WASHINGTON DC —
The Famine Early Warning System Network (FEWSNET) says the food security situation in Zimbabwe is stable across the country, including traditionally cereal deficit areas in the south and western parts of the country.
In its latest report released Saturday, FEWSNET said minimal acute food insecurity outcomes are projected from January through June since most households are still consuming cereals from the previous season, while some are supplementing this food with market purchases or in-kind payment for casual labor activities.
“Very poor households are expected to supplement own production cereal stocks from the previous harvest with market purchases January through March. Households without enough income will also access staple food through in-kind payment of on-farm causal labor activities. The delayed green harvest will likely provide an alternative source of food to households with food deficits from March onwards.”
The international organization said in a statement, “Average national maize grain prices are 23 percent below last year’s levels and projected to be stable when compared to the two-year average. This is a result of lower market demand for staple food since most households are still consuming staple food from the previous harvest.”
It noted that the agricultural season started nearly three weeks late, and this was followed by abnormal dryness in the northern parts of the country.
“On-farm activities, including land preparation, planting, and weeding are ongoing in all provinces. This has increased incomes for some households through on-farm casual labor opportunities. Insufficient rainfall and abnormal dryness in October and November contributed to the 2-3 week delayed start of the season, particularly in the northern areas, and a slow start of agriculture related income earning activities.
FEWSNET said above-normal rainfall starting in December, resulted in localized flooding in Mashonaland West, Mashonaland East, Mashonaland Central, and Manicaland Provinces leading to leaching and destruction of early planted crops.
The government is monitoring any Armyworm problems in Mashonaland Provinces following an outbreak during the first week of January in Mbire, Mt Darwin, and Muzarabani districts in Mashonaland Central Province.

§ Material shown:
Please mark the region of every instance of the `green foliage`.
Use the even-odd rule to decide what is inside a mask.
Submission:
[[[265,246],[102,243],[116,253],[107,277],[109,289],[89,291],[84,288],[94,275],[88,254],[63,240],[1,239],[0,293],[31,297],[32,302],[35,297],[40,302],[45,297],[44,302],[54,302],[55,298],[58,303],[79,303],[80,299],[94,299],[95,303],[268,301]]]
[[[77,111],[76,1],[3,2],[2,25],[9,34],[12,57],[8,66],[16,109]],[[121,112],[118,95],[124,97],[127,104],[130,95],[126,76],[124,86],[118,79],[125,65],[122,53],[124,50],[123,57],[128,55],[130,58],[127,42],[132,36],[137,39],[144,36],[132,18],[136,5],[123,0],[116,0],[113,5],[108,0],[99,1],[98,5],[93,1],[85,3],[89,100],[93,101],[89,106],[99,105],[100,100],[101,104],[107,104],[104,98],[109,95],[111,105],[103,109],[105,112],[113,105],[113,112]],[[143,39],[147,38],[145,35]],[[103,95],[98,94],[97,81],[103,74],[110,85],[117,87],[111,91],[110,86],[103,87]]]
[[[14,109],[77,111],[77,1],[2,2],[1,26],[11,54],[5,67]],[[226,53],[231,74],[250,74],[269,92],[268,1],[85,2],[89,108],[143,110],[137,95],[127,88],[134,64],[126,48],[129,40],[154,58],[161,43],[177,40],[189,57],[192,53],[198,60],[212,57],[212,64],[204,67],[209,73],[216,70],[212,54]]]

§ Task set:
**A)** Please retype the section of the Zimbabwe food security report from "The international organization" up to and including "northern parts of the country." with no changes.
**B)** Continue the Zimbabwe food security report from the point where it stops.

§ Answers for each item:
**A)**
The international organization said in a statement, “Average national maize grain prices are 23 percent below last year’s levels and projected to be stable when compared to the two-year average. This is a result of lower market demand for staple food since most households are still consuming staple food from the previous harvest.”
It noted that the agricultural season started nearly three weeks late, and this was followed by abnormal dryness in the northern parts of the country.

**B)**
According to United Nations estimates, about 500 of the 1,200 households impacted by the flooding are in urgent need of assistance.
The organization said southern parts of the country including parts of Matabeleland South, Matabeleland North, and Masvingo are currently experiencing mid-season dry spells and crops are already showing signs of moisture stress.
It said a continuation of these conditions into February could lead to wilting.
FEWSNET further said agriculture inputs are available on the market and through the government agriculture input scheme. “The majority of the farmers are accessing agriculture inputs through purchases in retails shops at district markets. Prices for maize seed are approximately 20 percent above last year’s level at most of the monitored markets.”
It said livestock is in good condition and there has been an improvement of pastures in most of the areas due to heavy rains that were received in December and a localized outbreak of foot and mouth disease was reported in some districts in Masvingo and Matabeleland South Provinces.
“Farmers interviewed, including in the southern parts of the country, are expecting an increase in incomes from livestock sales including goats and sheep. Government safety-net programs are ongoing in 21 targeted districts, assisting the most vulnerable and labor constrained households through the harmonized social cash transfer program that provides a monthly cash distribution of between US$15 to $25.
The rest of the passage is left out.